> _Supplied material_
....................
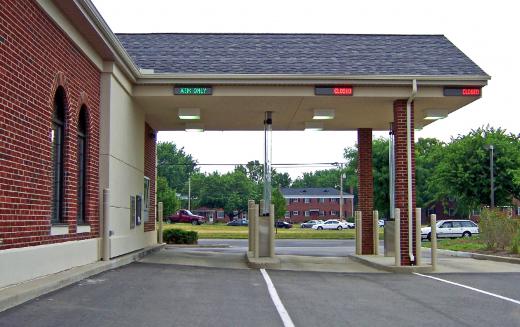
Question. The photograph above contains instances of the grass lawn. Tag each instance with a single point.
(472, 244)
(238, 232)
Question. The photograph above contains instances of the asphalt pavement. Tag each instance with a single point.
(146, 294)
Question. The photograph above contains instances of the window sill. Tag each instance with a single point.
(82, 229)
(60, 229)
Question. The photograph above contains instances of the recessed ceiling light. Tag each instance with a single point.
(189, 113)
(194, 128)
(313, 126)
(321, 114)
(434, 114)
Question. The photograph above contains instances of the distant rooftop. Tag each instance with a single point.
(306, 54)
(312, 192)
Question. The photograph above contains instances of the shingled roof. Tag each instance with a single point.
(312, 192)
(306, 54)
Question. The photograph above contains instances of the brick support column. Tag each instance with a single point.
(366, 188)
(401, 176)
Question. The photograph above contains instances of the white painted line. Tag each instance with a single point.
(286, 319)
(471, 288)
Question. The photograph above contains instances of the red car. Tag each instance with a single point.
(185, 216)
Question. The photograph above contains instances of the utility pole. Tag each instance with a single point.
(492, 195)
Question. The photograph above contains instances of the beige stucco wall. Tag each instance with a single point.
(122, 161)
(22, 264)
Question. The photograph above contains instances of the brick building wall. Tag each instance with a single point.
(36, 57)
(314, 204)
(149, 171)
(401, 175)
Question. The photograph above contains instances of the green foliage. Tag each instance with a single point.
(497, 229)
(463, 172)
(167, 196)
(180, 236)
(280, 205)
(174, 165)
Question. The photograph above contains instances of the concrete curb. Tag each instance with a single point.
(479, 256)
(370, 261)
(14, 295)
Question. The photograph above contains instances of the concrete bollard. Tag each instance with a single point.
(106, 224)
(418, 259)
(161, 217)
(433, 240)
(375, 230)
(397, 235)
(250, 216)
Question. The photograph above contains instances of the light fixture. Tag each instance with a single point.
(194, 128)
(321, 114)
(313, 126)
(189, 113)
(434, 114)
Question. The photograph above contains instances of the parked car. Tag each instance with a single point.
(310, 223)
(239, 222)
(332, 224)
(452, 229)
(186, 216)
(282, 224)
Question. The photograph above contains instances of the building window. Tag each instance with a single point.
(57, 139)
(82, 165)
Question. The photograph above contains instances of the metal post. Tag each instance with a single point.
(418, 236)
(268, 129)
(189, 192)
(391, 173)
(433, 240)
(397, 236)
(492, 195)
(160, 212)
(376, 231)
(359, 241)
(106, 224)
(341, 215)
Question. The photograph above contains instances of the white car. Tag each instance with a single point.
(332, 224)
(452, 229)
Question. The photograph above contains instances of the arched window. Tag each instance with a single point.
(58, 137)
(82, 165)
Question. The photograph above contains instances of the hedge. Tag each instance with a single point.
(179, 236)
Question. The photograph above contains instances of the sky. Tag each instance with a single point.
(486, 31)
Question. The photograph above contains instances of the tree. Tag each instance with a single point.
(167, 196)
(464, 171)
(174, 165)
(428, 154)
(280, 205)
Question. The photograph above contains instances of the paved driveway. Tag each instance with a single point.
(147, 294)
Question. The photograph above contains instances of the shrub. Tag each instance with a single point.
(497, 229)
(179, 236)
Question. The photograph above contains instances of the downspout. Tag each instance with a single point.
(409, 167)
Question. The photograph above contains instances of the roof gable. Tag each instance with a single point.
(310, 54)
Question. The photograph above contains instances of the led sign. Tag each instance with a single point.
(192, 90)
(463, 91)
(334, 90)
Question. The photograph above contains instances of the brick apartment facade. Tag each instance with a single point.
(305, 204)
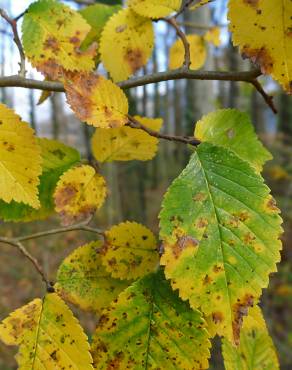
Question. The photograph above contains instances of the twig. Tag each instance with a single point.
(182, 139)
(201, 26)
(268, 99)
(61, 230)
(20, 16)
(178, 74)
(184, 7)
(182, 36)
(13, 24)
(17, 242)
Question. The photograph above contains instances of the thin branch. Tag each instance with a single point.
(178, 74)
(268, 99)
(201, 26)
(61, 230)
(184, 7)
(16, 243)
(182, 36)
(82, 2)
(182, 139)
(17, 41)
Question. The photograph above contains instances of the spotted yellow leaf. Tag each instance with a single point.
(83, 280)
(220, 228)
(198, 52)
(126, 44)
(155, 8)
(200, 3)
(52, 35)
(256, 350)
(234, 130)
(79, 193)
(96, 100)
(213, 36)
(48, 336)
(149, 327)
(20, 160)
(126, 143)
(130, 251)
(56, 159)
(262, 30)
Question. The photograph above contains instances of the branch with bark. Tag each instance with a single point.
(18, 243)
(16, 39)
(182, 139)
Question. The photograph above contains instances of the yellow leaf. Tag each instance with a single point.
(52, 35)
(20, 160)
(262, 30)
(126, 143)
(48, 334)
(200, 3)
(83, 280)
(126, 44)
(79, 193)
(96, 100)
(197, 50)
(256, 350)
(155, 8)
(130, 251)
(213, 36)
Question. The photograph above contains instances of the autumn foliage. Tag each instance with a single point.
(159, 299)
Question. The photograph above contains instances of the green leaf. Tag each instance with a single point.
(96, 16)
(220, 229)
(52, 34)
(233, 129)
(48, 335)
(56, 159)
(83, 281)
(256, 350)
(149, 327)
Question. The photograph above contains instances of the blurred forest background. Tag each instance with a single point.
(136, 188)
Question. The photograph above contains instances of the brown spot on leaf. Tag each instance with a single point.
(134, 57)
(52, 43)
(65, 195)
(253, 3)
(183, 243)
(240, 309)
(260, 57)
(217, 317)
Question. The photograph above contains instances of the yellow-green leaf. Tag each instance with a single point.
(233, 129)
(155, 8)
(213, 36)
(48, 336)
(200, 3)
(220, 228)
(262, 30)
(256, 350)
(130, 251)
(56, 159)
(126, 143)
(52, 35)
(96, 16)
(198, 52)
(126, 44)
(96, 100)
(79, 193)
(149, 327)
(83, 281)
(20, 160)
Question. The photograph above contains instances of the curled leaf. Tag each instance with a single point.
(79, 193)
(130, 251)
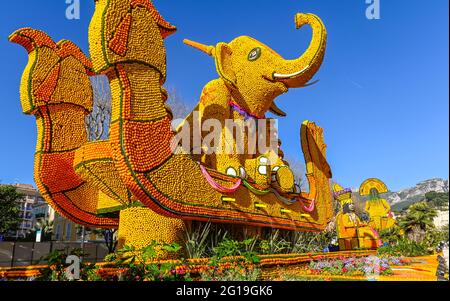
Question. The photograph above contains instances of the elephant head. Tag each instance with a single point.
(255, 74)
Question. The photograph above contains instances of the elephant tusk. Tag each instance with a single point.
(283, 76)
(209, 50)
(310, 84)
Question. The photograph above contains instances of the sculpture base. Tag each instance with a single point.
(139, 226)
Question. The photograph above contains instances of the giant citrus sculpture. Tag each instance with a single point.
(135, 180)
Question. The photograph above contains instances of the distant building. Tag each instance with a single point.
(64, 229)
(31, 198)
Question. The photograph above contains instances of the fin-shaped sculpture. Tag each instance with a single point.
(56, 89)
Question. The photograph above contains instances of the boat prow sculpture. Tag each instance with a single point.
(137, 163)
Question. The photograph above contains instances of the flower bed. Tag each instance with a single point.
....................
> _Task requirements_
The answer consists only of the lines from the one containing "Question. The photograph above contains instances of the giant" to the end of the records, each written out exactly.

> _Exercise response_
Question. The photograph above contains instances of the giant citrus sculpture. Tag each instance with a single point.
(135, 180)
Question. The photograph above contains instances of the distant building. Tag each instance with a single point.
(64, 229)
(31, 198)
Question. The photograph above contains instances of the fin-shaped sculpture. Tag each instance with a single point.
(56, 89)
Question. The photograph above contains instances of the boat prow sculpture. Tag each instance with a single point.
(137, 163)
Question. The photograph above contains instances of the flower bed. Tag each instance with a single point.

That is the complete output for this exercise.